WHAT NEEDS TO BE DONE:
Set down every record exactly as it appears.

Data excerpts

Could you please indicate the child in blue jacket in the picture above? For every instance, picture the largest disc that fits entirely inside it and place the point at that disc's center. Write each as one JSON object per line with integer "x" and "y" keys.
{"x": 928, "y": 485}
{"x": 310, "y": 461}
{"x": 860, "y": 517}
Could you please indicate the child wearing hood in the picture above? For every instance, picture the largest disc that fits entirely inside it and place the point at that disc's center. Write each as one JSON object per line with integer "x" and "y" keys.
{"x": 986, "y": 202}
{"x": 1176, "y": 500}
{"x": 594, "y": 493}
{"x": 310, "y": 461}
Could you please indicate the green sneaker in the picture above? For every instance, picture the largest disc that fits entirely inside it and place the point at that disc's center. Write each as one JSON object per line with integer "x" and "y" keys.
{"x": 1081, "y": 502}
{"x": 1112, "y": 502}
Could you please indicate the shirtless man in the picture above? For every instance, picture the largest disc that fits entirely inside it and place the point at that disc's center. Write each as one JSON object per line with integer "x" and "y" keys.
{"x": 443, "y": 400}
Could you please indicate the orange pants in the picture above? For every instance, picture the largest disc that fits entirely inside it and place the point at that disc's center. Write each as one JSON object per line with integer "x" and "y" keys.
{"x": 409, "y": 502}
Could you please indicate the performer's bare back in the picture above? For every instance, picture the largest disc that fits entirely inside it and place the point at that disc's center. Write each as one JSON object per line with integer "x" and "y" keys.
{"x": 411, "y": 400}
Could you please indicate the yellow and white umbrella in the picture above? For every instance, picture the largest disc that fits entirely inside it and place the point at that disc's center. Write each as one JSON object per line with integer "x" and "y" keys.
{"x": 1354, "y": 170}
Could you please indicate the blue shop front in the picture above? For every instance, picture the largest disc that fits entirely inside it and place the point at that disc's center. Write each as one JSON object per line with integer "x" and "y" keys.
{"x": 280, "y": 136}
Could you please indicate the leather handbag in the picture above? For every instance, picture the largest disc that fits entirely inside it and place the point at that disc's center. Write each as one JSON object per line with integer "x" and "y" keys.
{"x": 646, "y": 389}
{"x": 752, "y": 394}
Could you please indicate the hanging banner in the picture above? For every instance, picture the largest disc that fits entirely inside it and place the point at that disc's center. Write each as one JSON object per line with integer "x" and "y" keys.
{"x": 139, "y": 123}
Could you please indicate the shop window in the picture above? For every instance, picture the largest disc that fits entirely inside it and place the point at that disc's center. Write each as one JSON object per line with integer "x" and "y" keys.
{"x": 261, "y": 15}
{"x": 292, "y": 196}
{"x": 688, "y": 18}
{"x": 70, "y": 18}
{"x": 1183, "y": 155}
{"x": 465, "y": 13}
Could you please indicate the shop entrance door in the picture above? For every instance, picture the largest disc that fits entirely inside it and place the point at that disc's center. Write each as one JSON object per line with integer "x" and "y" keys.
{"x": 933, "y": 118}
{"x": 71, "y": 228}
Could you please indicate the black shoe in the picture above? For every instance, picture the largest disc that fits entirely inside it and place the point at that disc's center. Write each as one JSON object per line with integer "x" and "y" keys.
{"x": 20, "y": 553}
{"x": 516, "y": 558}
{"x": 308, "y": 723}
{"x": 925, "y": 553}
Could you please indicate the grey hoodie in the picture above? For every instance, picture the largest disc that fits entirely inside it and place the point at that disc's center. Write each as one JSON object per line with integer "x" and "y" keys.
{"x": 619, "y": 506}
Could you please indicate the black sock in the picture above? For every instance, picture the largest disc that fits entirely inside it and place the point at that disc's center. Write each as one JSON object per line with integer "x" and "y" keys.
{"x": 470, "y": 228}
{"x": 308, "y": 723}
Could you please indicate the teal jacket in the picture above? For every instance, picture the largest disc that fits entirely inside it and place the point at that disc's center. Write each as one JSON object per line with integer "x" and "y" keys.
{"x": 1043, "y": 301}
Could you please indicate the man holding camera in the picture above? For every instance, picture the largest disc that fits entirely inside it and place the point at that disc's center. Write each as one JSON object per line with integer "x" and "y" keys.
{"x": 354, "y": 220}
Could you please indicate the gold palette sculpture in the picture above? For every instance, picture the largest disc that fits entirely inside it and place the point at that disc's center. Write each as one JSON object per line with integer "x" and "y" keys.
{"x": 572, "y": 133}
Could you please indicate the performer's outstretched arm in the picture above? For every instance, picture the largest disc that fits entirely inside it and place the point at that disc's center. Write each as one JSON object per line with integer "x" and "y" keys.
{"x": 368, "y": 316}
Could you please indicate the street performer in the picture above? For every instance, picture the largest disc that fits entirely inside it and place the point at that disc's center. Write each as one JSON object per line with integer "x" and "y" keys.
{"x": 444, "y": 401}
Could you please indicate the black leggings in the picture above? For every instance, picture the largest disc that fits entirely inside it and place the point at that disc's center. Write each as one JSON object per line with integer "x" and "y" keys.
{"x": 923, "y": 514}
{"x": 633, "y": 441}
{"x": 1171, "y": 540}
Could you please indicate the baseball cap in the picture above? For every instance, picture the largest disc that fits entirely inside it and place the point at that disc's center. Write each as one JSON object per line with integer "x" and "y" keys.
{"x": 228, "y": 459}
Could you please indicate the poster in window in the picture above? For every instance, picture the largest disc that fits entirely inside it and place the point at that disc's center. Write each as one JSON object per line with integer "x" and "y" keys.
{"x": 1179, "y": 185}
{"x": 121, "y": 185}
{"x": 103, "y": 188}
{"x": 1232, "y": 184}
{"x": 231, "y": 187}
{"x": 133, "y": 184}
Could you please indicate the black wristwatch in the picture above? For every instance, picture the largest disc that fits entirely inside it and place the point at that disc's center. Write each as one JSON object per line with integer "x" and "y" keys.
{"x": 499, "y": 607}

SOLVED EXERCISE:
Could you please indicate the child in blue jacket in the picture above? For every instance, picture the largest disc that fits entirely inside it and place the point at that disc's center. Write each as one JSON object per line with integer "x" and "y" keys.
{"x": 928, "y": 485}
{"x": 310, "y": 461}
{"x": 860, "y": 517}
Could you please indicate the child wearing hood in the picture above? For every instance, picture the largest disc that fits entirely inside it and place the point at that disc's center. Write each as one JSON object per line with integer "x" and "y" keys.
{"x": 986, "y": 202}
{"x": 1176, "y": 500}
{"x": 594, "y": 493}
{"x": 310, "y": 461}
Could you please indicate the green sneaker in the picture above? For every instance, picture the largest disc that fits entirely inside it and place the point at that disc's center. Write each as one JSON object per line with integer "x" and "y" keys.
{"x": 1081, "y": 502}
{"x": 1112, "y": 502}
Could you please indicate the shirtless man in the picture above? For every instance, picture the largest disc that fits entirely inside it and place the point at that disc's center. Write each as one JSON object per line with integer "x" and "y" keys.
{"x": 443, "y": 400}
Could you please indicate the orange pants in the picture above? For every instance, picture the largest disc that fits entirely inside it and place the point at that disc's center. Write each as one JSON object per line with integer "x" and "y" keys.
{"x": 409, "y": 502}
Could you please indicate the performer's bare back in the picture above? For every instance, picture the largest disc that fits entirely inside it and place the point at that disc's center. Write each as one JSON object per line with integer "x" and "y" keys.
{"x": 411, "y": 400}
Could you please indicate the yellow and white umbrella in the picture above? For every instance, picture the largest disc that fits entirely inside it and place the point at that disc's center. Write each as one JSON object per line with integer "x" and "y" keys.
{"x": 1354, "y": 170}
Could you please indicate the blue shop front in the picture above? For every instance, picture the largest disc that fits entirely inside it and place the point at that disc's center. Write each as one JSON object per line with integer "x" and "y" keys.
{"x": 280, "y": 136}
Could you please indicate the leather handbag in the picture above? For every instance, picture the largest disc that fits entirely inside it and place the point at that disc's center. Write each as one JSON object per line with integer "x" and "y" keys.
{"x": 646, "y": 389}
{"x": 752, "y": 394}
Could you please indicate the hanging banner in the picture above? For every instance, picture the largest disc that fits entirely inside it and place the point at that disc's center. Write each as one JSON object per line with integer "x" and "y" keys.
{"x": 139, "y": 123}
Could you please indicate the shop window in the picture above? For every instance, picture the largest disc that fits entirely inside it and place the point at that disc's center. Write each as one JSON object per line with integer "x" and "y" keys.
{"x": 261, "y": 15}
{"x": 292, "y": 196}
{"x": 688, "y": 18}
{"x": 70, "y": 18}
{"x": 1183, "y": 155}
{"x": 465, "y": 13}
Could you please indicate the shop entrance door in the picture above? For every instance, picture the largest disc that fits entirely inside it and place the point at that disc's center. Write each as one JSON object per line with integer "x" and "y" keys.
{"x": 933, "y": 118}
{"x": 71, "y": 228}
Could you please indicate the black shoe in the picture above? For every instance, picture the largest disc that fits entirely inside it and place the point at that disc's center. Write each as one JSON object per line with integer "x" and "y" keys.
{"x": 20, "y": 553}
{"x": 516, "y": 558}
{"x": 308, "y": 723}
{"x": 925, "y": 553}
Could you please indicate the grey hoodie in the picture above? For every instance, picture the largest disc that fits entirely inside it and place the point at that disc's center. Write each as one JSON object per line with integer "x" and "y" keys.
{"x": 619, "y": 506}
Could you please indicate the black sock in the picture above? For every instance, picture the largest disc that fits entirely inside it and place the point at that disc's center. Write each as one JSON object per line with integer "x" and "y" keys.
{"x": 470, "y": 228}
{"x": 308, "y": 723}
Could you please indicate the teal jacket in the picture above? For every instance, picture the largest disc that fits entirely inside it and place the point at that disc's center. Write each as one JSON object per line with integer "x" and "y" keys.
{"x": 1043, "y": 301}
Could you please indicate the man holding camera in the picture above? For every instance, picture the largest disc that fits entirely inside it and place the point at that disc's center. Write each as one JSON object per line with integer "x" and "y" keys.
{"x": 354, "y": 220}
Could you please indicate the gold palette sculpture in the picture above? For every instance, picture the largest disc that fits entirely inside it and place the point at that disc's center. Write each as one JSON object per line with integer "x" and "y" keys.
{"x": 572, "y": 133}
Could you please indicate the performer's outstretched arm in the picture above? For every instance, picture the largest disc that fits entirely inside it and place the point at that disc's center. Write each as one JSON object per line with integer "x" and "y" keys.
{"x": 368, "y": 316}
Could you please indicate the street performer in the picture above? For every instance, picture the largest disc that fits entirely inside it and place the point at that disc's center. Write each as one JSON object per line with integer "x" and "y" keys.
{"x": 444, "y": 401}
Could you please indicate the black leggings in the picture above? For every instance, picture the largest disc that fits entirely inside it and place the point at that disc's center. Write each as one JSON object per line with integer "x" and "y" keys.
{"x": 923, "y": 514}
{"x": 633, "y": 441}
{"x": 1171, "y": 540}
Could you please indicate the baseball cap in the picture above? For every instance, picture the largest disc that fits entirely inside it and place the point at that disc's center. Write each as one JSON object per line with integer "x" and "y" keys.
{"x": 228, "y": 459}
Could you please indicate the poster in window in the picture above? For every instance, picture the largest disc that fits entirely inside it and place the point at that disc's center. Write each as one JSON object per line with integer "x" and "y" keys.
{"x": 1179, "y": 185}
{"x": 121, "y": 185}
{"x": 103, "y": 188}
{"x": 1232, "y": 184}
{"x": 231, "y": 187}
{"x": 133, "y": 184}
Could you please indicate the black wristwatch in the picture above? For every instance, picture the largest disc that fits entirely inside it and place the point at that disc's center. Write each as one JSON object per line with integer "x" and "y" keys.
{"x": 499, "y": 607}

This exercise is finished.